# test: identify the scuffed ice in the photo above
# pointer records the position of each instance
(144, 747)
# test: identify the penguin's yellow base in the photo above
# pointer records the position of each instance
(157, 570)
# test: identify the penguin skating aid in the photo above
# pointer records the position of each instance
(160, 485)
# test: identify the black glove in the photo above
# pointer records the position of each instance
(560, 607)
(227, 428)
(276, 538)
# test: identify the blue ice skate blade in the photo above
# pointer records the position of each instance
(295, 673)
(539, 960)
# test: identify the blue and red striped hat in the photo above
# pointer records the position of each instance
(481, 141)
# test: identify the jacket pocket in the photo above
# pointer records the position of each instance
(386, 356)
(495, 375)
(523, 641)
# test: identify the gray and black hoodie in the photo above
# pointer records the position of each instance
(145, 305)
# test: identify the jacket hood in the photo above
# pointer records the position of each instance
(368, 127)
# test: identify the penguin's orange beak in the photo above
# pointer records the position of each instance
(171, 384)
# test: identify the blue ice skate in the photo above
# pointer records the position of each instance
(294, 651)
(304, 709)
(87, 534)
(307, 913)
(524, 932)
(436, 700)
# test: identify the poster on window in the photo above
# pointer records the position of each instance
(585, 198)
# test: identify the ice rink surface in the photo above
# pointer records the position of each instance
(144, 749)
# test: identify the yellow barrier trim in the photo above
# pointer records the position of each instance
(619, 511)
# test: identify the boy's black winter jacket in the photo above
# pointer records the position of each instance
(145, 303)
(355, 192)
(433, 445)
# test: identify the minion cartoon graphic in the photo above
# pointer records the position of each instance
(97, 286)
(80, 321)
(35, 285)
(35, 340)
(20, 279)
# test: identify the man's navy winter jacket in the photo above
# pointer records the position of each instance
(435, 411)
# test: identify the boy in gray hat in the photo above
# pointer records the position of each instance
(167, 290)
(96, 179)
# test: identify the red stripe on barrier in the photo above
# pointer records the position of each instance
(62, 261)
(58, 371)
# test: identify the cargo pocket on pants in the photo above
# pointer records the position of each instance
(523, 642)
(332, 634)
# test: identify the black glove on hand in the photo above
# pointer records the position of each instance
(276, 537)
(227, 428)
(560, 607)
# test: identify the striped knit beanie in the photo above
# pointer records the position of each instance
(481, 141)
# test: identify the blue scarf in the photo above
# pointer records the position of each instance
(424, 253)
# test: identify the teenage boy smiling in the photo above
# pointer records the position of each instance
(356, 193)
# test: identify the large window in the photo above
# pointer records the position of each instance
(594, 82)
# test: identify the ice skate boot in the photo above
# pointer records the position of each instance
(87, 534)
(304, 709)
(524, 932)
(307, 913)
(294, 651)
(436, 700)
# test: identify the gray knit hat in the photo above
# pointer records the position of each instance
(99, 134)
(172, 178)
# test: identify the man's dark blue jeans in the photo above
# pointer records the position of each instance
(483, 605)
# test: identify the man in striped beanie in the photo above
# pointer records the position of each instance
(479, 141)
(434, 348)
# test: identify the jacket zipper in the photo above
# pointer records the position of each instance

▬▬▬▬▬▬

## DIRECTIVE
Reproduce the material precisely, including every line.

## ANSWER TO THE TASK
# test: identify the scuffed ice in the photo above
# pointer records the position of each instance
(144, 747)
# test: identify the penguin's yellow base in the photo above
# pointer records the position of each instance
(157, 570)
# test: identify the penguin skating aid in the photo above
# pointer records the position of each instance
(160, 485)
# test: identify the black glove in the photo above
# pointer records the position of each instance
(560, 607)
(227, 428)
(276, 538)
# test: identify the blue ice skate blade in the photo above
# pointer records the position of each instance
(295, 673)
(539, 960)
# test: identify the blue and red striped hat in the photo above
# pointer records the position of each instance
(481, 141)
# test: identify the jacket pocket in the photo above
# pointer records the position of each instance
(386, 356)
(495, 375)
(523, 641)
# test: identify the gray and black hoodie in the photo above
# pointer records the position of each instance
(145, 305)
# test: identify the jacket hood in the photo above
# pointer records the position of each instance
(368, 127)
# test: identify the penguin's orange beak in the photo above
# pointer records the position of each instance
(171, 384)
# test: identify the blue ice skate in the photo above
# pointer records the position of each instance
(294, 651)
(304, 709)
(87, 534)
(307, 913)
(524, 932)
(436, 700)
# test: identify the poster on window in the photo above
# pointer records the position of each instance
(585, 198)
# test: identify the ice rink surface in the photo above
# pointer records the position of each instance
(144, 749)
# test: identify the yellow barrier trim in the photo above
# pointer records the position of each instance
(619, 511)
# test: identify the boy's black winter jacket in the photo above
# pointer records the position of each instance
(145, 303)
(355, 192)
(433, 445)
# test: identify the minion cartoon graphic in the photo above
# pointer records the position of each instance
(97, 286)
(80, 321)
(35, 285)
(35, 340)
(20, 279)
# test: identify the man's navy winter jacket in the photo above
# pointer records the position of each instance
(435, 411)
# test: identify the boy in gray hat in the photo above
# pointer records the position of each instance
(167, 290)
(96, 179)
# test: identify the red stripe on barrier in the photo above
# pointer records the position of each instance
(62, 261)
(58, 371)
# test: identify the cargo pocket on pants in the photo above
# pointer records the position of each instance
(523, 642)
(332, 634)
# test: identify the black glove on hand in the photo above
# pointer records the position of each instance
(276, 537)
(227, 428)
(560, 607)
# test: identify the striped knit beanie in the photo above
# pointer records the position of each instance
(481, 141)
# test: identify the blue scarf in the photo above
# pointer records the position of each instance
(424, 253)
# test: identify the teenage boy smiling in the photo above
# pointer records the position of each instance
(356, 193)
# test: identify the large window in the photo above
# pointer records the position of each instance
(594, 82)
# test: identify the ice skate boot in the photo above
# pointer records the position of each instance
(87, 534)
(304, 709)
(524, 932)
(307, 913)
(294, 651)
(436, 700)
# test: identify the gray knit hat in the photo above
# pointer records the position of each instance
(99, 134)
(172, 178)
# test: identify the man's dark blue jeans in the photo above
# pointer records the position of each instance
(483, 605)
# test: identify the man in striped beanie in the photo above
# pointer records the position of each instance
(479, 141)
(434, 348)
# test: identify the jacket zipper in the photo above
# pointer records the position of each instance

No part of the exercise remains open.